> [What is required]: Turn the stored entries, from their beginning through the line that contains "box: [0, 353, 676, 815]", into a numbered list with no blank lines. Leave the pictures out of the answer.

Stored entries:
Segment Open

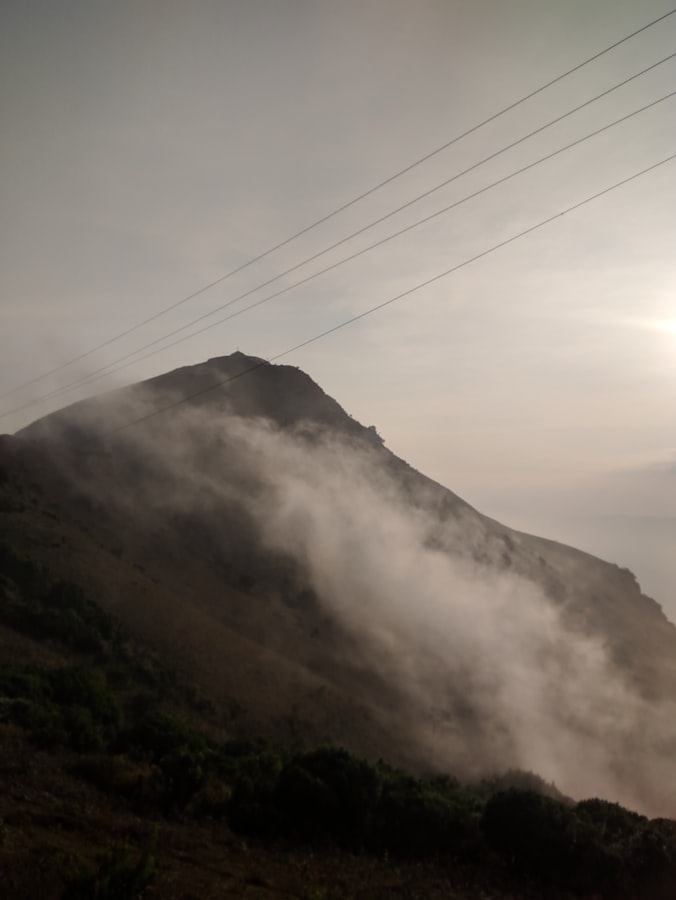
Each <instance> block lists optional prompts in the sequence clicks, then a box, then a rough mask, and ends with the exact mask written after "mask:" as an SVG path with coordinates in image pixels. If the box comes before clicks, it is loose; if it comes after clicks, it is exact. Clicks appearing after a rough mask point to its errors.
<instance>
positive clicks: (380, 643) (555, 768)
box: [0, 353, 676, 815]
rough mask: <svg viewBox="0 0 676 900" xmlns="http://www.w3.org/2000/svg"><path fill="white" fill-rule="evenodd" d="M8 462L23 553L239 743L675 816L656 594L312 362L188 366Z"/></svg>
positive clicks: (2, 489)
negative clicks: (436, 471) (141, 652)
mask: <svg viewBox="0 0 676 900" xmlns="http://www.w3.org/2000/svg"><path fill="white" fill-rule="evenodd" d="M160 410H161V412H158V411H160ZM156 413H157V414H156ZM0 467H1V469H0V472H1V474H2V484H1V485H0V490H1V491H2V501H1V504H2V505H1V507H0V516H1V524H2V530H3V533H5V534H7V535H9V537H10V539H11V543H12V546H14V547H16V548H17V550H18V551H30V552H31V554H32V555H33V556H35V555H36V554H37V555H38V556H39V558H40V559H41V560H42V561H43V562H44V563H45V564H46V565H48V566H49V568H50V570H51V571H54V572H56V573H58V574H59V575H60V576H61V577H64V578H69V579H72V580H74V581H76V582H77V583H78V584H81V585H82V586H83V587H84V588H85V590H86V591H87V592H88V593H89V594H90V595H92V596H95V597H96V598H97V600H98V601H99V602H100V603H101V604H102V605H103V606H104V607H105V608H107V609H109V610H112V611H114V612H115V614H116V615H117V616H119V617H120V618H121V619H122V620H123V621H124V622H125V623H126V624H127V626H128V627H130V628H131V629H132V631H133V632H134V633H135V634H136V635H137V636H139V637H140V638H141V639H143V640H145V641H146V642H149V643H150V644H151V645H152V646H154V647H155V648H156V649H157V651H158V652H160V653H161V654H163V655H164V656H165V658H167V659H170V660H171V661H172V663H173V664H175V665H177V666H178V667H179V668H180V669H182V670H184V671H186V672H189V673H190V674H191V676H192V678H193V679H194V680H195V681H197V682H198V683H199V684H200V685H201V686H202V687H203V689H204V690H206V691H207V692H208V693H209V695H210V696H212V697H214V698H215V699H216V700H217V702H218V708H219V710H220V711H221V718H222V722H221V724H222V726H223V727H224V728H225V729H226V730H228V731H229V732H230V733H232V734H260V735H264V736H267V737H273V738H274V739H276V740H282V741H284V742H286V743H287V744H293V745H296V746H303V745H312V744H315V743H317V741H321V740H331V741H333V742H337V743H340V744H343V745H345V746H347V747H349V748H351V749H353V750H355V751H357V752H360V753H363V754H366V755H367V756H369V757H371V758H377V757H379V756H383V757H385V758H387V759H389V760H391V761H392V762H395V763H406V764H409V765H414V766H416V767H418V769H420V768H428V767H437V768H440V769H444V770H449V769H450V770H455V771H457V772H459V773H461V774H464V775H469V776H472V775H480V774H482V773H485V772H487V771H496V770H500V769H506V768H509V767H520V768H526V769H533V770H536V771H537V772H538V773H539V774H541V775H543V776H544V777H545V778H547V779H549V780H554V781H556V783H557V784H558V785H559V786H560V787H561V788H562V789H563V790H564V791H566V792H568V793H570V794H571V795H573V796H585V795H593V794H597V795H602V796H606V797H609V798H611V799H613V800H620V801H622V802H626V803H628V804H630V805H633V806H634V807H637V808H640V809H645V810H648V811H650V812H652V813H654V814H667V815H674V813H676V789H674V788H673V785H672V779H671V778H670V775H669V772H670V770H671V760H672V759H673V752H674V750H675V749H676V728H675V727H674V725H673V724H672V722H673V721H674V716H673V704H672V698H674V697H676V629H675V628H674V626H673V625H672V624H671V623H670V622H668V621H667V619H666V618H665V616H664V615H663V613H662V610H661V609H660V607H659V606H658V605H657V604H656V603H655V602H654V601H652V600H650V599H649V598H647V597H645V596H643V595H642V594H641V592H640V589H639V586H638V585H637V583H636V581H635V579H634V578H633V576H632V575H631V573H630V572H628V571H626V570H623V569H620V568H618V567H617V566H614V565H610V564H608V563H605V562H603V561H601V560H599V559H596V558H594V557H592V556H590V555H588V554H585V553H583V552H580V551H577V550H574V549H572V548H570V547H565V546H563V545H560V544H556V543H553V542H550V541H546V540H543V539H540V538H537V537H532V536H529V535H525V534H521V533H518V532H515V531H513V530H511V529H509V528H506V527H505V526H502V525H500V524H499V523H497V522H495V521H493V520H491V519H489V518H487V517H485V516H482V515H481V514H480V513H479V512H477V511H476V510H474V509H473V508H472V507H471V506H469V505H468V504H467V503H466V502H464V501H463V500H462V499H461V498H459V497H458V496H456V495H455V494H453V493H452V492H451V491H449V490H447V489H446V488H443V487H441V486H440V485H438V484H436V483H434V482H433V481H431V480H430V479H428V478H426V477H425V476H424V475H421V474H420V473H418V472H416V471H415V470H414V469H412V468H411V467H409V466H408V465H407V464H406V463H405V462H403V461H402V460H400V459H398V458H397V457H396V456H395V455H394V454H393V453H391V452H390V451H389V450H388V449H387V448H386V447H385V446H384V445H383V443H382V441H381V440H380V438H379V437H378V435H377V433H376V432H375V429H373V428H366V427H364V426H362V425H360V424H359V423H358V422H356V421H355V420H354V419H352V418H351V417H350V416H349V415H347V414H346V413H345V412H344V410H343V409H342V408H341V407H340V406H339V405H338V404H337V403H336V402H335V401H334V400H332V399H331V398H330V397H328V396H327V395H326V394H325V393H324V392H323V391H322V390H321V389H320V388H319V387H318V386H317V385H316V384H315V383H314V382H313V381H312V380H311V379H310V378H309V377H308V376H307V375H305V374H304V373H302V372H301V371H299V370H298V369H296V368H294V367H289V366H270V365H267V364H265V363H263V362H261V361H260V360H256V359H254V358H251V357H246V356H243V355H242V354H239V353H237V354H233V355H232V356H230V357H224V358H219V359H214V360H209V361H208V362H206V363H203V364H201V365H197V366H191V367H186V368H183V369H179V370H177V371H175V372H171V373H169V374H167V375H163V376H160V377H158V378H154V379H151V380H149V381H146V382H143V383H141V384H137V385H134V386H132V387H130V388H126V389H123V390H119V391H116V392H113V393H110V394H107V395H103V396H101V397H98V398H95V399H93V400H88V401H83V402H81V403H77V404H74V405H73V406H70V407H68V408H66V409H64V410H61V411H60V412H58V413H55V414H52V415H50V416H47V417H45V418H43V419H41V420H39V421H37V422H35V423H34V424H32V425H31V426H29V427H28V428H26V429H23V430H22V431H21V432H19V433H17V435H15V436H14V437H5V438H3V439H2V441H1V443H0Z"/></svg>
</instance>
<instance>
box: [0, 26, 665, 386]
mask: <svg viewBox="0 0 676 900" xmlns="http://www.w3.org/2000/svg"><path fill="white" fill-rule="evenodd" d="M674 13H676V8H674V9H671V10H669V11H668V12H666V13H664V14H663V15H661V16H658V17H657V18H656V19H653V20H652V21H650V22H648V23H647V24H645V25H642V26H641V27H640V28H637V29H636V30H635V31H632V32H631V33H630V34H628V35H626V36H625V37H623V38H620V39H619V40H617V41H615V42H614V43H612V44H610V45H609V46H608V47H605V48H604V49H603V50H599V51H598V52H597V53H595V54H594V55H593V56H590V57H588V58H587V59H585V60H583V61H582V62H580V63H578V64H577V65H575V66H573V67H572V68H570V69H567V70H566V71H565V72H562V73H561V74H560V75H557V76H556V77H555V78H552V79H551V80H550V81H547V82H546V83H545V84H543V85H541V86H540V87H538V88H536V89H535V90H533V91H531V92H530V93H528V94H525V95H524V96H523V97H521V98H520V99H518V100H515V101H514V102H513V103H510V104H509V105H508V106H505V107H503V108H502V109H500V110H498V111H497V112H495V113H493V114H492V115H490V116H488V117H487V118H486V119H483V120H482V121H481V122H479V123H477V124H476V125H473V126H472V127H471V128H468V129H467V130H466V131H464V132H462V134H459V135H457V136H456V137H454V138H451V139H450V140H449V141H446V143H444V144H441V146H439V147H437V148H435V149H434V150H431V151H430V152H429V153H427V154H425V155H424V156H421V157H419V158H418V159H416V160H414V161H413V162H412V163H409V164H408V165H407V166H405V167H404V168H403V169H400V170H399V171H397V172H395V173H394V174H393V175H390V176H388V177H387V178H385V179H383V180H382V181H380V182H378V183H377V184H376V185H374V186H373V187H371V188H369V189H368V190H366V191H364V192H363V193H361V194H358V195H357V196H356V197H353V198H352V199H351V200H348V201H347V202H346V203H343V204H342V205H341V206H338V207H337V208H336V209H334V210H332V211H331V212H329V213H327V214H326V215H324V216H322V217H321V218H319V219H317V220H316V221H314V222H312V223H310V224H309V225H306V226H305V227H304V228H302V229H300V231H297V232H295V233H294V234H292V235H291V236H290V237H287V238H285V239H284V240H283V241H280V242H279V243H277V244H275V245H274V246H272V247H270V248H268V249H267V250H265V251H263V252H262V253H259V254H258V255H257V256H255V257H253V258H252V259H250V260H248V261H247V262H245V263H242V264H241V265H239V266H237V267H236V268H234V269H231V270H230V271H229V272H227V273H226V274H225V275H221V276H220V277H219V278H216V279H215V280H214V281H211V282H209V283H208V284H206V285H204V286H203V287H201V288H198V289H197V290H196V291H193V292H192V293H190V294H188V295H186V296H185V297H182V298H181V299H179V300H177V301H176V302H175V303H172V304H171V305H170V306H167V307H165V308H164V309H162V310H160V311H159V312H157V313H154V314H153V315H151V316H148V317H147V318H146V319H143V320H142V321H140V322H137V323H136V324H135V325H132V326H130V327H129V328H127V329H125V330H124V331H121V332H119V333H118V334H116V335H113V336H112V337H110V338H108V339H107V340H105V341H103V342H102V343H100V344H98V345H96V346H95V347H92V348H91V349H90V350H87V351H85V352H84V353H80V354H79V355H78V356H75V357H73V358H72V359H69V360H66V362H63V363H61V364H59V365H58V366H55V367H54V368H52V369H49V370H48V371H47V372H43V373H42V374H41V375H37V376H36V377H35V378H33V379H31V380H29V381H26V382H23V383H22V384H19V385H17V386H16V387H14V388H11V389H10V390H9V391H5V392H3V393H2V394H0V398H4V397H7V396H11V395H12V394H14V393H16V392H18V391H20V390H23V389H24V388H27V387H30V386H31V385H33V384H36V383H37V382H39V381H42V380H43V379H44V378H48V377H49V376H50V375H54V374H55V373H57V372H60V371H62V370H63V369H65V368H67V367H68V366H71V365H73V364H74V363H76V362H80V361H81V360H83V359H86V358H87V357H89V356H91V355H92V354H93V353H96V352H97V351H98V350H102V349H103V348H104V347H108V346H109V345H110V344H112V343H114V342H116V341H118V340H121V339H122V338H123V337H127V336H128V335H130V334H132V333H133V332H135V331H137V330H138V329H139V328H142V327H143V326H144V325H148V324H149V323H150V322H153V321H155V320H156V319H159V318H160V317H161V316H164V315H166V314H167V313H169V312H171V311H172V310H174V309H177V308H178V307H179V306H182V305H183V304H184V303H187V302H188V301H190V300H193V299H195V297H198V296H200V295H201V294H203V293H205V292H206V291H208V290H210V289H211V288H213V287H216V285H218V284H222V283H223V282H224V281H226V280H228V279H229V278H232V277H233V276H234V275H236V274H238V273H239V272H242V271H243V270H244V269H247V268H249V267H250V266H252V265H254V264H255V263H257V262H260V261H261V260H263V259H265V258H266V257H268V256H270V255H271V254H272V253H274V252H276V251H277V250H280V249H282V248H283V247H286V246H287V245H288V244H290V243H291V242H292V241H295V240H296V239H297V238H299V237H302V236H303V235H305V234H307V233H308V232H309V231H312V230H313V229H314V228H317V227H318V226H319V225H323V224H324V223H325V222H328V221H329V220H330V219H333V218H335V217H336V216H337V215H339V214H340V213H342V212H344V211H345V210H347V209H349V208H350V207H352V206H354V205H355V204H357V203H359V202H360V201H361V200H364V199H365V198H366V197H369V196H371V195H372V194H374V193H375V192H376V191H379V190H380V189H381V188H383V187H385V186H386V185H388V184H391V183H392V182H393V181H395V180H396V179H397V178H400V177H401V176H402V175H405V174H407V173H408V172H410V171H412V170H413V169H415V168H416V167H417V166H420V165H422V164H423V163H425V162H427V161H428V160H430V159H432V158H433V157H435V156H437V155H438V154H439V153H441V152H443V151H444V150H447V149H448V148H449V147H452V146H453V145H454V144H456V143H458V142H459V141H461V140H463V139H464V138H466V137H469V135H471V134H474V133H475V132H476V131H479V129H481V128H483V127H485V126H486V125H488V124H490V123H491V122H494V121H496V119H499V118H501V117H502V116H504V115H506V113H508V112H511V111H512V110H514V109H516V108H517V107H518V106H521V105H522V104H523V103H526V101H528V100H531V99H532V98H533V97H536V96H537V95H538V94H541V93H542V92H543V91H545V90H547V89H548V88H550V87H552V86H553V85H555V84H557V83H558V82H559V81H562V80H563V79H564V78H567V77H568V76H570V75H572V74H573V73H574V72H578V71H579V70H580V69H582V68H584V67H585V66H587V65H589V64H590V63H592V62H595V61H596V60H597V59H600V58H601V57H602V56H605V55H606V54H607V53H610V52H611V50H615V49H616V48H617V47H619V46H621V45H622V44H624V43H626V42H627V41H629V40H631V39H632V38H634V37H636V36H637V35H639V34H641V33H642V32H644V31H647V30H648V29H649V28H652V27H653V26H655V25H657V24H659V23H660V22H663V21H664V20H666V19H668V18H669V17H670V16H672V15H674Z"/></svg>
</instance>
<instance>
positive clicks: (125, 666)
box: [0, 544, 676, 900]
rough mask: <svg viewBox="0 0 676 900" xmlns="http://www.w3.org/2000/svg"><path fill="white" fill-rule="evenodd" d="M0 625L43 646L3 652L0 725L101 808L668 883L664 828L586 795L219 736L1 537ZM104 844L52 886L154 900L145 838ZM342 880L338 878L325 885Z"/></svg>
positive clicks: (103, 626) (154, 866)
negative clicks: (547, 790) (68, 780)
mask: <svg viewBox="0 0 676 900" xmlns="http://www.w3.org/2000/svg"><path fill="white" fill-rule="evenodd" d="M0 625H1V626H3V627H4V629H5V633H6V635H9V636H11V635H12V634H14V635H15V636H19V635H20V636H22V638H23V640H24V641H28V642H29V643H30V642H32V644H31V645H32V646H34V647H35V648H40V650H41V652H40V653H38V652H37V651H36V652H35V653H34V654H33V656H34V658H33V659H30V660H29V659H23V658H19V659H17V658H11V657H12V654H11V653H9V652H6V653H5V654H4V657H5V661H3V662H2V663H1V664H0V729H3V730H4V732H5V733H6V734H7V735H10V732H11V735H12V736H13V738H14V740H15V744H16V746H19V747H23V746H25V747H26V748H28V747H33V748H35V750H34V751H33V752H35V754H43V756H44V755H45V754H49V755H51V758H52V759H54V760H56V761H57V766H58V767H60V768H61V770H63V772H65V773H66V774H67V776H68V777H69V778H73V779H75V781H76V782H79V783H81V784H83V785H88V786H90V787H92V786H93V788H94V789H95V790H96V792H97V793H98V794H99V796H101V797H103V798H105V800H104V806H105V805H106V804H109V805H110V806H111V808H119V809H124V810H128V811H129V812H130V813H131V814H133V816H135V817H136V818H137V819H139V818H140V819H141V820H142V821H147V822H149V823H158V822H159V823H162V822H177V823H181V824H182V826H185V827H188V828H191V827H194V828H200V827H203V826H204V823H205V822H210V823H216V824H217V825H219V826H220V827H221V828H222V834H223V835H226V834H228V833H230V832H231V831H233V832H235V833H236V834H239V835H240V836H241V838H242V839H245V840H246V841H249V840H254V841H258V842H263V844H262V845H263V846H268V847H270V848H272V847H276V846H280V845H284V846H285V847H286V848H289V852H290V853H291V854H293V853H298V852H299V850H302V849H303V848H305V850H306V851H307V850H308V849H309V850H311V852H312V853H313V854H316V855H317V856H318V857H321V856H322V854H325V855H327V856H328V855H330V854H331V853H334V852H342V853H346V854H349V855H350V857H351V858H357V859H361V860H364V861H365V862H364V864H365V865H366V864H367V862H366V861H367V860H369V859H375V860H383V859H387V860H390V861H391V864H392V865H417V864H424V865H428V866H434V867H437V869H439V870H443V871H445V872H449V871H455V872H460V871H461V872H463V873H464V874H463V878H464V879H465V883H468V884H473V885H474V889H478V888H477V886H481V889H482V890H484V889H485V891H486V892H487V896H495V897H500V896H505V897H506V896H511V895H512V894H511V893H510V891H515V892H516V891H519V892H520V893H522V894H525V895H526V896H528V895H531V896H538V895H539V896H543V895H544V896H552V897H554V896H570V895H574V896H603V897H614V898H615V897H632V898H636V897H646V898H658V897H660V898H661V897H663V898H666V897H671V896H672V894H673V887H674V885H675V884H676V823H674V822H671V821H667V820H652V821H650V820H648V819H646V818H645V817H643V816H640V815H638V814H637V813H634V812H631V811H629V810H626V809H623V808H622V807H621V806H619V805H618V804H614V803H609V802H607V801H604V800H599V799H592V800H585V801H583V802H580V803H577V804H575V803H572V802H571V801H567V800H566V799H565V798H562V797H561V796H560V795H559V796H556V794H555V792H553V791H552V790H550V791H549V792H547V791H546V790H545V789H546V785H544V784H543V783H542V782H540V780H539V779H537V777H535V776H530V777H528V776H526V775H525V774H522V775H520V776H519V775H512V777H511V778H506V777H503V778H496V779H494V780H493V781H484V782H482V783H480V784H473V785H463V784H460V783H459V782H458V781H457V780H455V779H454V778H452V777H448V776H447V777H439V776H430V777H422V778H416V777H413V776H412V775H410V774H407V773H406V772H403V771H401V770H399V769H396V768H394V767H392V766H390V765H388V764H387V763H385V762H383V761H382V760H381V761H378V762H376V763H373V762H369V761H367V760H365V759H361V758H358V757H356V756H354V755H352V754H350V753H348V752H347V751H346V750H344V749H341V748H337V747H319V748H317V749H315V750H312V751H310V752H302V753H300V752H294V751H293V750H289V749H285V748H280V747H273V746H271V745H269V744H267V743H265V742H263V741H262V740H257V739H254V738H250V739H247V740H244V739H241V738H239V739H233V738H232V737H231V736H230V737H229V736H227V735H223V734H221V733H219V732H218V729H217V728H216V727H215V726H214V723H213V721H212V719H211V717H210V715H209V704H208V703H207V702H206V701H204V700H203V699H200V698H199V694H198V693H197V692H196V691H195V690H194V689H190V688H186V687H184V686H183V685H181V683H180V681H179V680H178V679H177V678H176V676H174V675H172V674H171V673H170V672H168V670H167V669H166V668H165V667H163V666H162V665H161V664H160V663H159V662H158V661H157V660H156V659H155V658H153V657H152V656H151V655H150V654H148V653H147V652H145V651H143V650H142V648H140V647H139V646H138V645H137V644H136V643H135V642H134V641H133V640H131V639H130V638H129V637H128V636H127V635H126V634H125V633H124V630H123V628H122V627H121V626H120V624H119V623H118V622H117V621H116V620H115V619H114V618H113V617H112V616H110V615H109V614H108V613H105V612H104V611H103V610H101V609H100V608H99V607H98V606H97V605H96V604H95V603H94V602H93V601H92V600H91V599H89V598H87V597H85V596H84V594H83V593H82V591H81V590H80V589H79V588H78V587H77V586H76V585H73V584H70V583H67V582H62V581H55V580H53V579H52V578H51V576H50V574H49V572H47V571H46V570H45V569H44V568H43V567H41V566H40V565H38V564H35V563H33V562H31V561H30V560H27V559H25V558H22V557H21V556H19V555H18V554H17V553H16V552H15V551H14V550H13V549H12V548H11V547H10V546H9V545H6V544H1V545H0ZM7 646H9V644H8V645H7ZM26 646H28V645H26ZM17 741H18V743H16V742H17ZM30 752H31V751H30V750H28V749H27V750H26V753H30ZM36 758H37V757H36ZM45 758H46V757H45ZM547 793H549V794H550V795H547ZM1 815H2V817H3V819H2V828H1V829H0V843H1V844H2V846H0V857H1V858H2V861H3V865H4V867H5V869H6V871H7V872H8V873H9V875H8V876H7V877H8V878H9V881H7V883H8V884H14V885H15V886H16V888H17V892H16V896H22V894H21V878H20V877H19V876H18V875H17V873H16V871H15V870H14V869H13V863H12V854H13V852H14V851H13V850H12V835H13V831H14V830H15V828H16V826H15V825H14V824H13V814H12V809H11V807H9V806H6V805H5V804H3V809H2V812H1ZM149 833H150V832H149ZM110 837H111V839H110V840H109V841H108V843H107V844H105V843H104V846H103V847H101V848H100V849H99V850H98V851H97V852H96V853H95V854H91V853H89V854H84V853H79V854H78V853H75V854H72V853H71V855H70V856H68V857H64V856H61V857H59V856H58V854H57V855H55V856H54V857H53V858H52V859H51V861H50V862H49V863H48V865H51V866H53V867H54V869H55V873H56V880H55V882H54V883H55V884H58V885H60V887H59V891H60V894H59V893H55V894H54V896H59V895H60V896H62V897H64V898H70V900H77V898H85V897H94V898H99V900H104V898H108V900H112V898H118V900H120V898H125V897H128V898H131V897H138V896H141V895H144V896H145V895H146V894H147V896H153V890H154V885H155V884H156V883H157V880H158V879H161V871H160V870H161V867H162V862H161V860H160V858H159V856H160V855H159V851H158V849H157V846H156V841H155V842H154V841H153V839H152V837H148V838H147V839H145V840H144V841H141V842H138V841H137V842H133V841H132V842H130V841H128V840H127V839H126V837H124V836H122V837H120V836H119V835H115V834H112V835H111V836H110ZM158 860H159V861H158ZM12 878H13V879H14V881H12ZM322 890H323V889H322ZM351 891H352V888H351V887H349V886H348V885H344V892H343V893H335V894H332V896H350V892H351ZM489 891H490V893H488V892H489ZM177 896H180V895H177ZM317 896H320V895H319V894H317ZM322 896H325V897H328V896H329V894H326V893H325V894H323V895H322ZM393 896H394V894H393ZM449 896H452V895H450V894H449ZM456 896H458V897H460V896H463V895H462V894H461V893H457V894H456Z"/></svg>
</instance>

Segment Closed

> [Reply to the exercise]:
1. Each <instance> block lists optional prompts in the sequence clicks, then a box, then a rough mask, and ends with the exact mask written after "mask:" as an SVG path with coordinates in image pixels. If the box comes before clicks, it is loose; if it comes after clicks, it is exact. Clicks appearing after a rough mask point to its errors.
2. <instance>
3. positive clicks: (380, 643) (555, 768)
4. box: [0, 353, 676, 815]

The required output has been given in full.